• _Instructions to follow_:
Add 22 to every coordinate value in the answers, then write out the stretch of entries from the line containing "the silver suv" through the end of the entries, with the requests included. Give only that stretch.

(Coordinate annotation entries)
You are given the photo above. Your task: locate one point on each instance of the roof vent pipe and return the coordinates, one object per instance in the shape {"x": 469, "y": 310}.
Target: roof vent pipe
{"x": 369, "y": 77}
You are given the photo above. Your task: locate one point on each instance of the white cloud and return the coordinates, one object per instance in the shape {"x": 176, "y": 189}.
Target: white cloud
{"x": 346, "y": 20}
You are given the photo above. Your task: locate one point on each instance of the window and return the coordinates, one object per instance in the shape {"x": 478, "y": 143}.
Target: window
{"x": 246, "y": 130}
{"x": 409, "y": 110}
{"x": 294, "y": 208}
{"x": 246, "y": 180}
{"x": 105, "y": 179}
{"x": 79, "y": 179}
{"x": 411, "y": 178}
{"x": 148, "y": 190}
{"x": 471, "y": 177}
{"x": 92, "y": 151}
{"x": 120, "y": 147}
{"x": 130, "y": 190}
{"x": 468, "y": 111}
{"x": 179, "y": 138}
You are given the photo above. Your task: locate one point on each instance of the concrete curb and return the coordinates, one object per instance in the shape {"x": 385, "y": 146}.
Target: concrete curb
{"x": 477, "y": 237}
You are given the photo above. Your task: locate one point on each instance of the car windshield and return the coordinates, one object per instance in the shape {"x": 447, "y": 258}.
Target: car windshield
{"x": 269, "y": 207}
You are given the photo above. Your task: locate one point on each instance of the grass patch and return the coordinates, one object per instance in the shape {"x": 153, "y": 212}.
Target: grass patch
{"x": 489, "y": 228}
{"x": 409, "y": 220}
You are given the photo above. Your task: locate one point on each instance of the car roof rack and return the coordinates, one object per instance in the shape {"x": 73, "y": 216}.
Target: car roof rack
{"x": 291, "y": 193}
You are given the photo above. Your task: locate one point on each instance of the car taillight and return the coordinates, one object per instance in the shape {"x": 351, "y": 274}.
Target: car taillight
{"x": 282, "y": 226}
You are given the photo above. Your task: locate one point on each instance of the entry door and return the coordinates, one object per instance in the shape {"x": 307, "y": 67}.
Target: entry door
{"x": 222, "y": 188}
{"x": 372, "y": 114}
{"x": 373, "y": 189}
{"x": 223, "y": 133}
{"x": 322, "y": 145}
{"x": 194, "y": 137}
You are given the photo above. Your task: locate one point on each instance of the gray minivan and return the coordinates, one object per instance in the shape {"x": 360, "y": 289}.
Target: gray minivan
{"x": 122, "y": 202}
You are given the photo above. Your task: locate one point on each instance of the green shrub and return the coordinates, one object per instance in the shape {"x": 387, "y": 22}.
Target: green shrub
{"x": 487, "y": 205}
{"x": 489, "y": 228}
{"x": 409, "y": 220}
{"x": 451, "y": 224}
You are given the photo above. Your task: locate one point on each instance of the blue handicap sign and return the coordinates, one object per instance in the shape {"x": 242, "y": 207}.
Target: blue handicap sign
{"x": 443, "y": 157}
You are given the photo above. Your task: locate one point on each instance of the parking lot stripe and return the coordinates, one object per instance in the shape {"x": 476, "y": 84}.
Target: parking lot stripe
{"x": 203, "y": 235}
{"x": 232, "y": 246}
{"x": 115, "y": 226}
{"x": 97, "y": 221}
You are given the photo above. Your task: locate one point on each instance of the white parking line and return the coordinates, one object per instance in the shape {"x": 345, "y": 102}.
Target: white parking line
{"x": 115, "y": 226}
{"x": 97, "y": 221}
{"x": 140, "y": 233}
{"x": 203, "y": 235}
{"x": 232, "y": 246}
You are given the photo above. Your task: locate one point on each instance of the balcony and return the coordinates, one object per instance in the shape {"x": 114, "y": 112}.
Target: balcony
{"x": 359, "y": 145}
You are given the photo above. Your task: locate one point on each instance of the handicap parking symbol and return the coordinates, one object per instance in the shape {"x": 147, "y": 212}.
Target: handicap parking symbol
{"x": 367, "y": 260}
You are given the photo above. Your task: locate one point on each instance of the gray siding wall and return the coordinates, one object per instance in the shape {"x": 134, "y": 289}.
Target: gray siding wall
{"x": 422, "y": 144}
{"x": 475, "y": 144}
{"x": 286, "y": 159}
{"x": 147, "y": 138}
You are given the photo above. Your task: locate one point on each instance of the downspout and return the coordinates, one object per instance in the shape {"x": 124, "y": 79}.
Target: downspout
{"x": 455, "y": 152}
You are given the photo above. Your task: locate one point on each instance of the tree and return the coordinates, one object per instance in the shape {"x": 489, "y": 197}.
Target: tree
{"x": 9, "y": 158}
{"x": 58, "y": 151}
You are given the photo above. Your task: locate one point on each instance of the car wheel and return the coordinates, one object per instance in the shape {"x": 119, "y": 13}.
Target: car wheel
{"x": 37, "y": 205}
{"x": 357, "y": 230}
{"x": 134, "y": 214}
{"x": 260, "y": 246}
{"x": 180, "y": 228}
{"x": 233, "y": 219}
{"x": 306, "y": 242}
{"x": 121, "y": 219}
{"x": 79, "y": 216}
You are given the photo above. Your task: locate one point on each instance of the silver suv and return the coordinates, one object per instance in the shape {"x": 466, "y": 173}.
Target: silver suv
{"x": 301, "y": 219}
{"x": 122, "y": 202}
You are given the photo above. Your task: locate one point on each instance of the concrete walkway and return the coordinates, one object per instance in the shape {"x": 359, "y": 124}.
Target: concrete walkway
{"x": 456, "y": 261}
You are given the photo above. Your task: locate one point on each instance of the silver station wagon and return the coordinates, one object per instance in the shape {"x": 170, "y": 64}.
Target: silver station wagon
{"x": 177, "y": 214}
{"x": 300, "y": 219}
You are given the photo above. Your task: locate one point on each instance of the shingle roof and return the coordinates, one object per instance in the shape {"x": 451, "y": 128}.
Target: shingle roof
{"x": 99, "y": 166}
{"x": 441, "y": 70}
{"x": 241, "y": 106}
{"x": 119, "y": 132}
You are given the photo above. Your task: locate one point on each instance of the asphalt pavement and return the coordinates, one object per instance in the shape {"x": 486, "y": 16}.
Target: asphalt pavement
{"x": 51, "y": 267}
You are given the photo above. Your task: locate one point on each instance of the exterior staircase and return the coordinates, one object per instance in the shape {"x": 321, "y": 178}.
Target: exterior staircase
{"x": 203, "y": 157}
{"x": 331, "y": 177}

• _Full response_:
You are given the photo above. Your task: locate one point on each instance of the silver suv and return the coordinates, one object per instance in the shape {"x": 466, "y": 173}.
Target: silver suv
{"x": 323, "y": 241}
{"x": 144, "y": 224}
You are given the photo above. Your task: locate one point on each instance of the concrete walkway and return the coordinates, one object per instance in the shape {"x": 359, "y": 124}.
Target: concrete walkway
{"x": 478, "y": 283}
You are given the photo above. Your task: locate one point on each instance of the silver station wagon and return the coordinates, one object per instance in the shape {"x": 170, "y": 64}.
Target: silver station wagon
{"x": 199, "y": 236}
{"x": 322, "y": 241}
You are given the photo above. Your task: locate one point on each instance of the shingle roof and return the coordinates, one object per instance in the shape {"x": 451, "y": 128}.
Target: shingle roof
{"x": 121, "y": 188}
{"x": 463, "y": 92}
{"x": 263, "y": 128}
{"x": 141, "y": 154}
You are given the photo above. Your task: locate one point on each instance of the asphalt pavement and return the coordinates, one object per instance in the shape {"x": 486, "y": 16}.
Target: asphalt pavement
{"x": 73, "y": 289}
You are given the photo above. Your task: locate one point on each instance of the exterior staircase and return the coordinates, one object per instance in the shape {"x": 321, "y": 178}.
Target: exterior staircase
{"x": 225, "y": 179}
{"x": 353, "y": 199}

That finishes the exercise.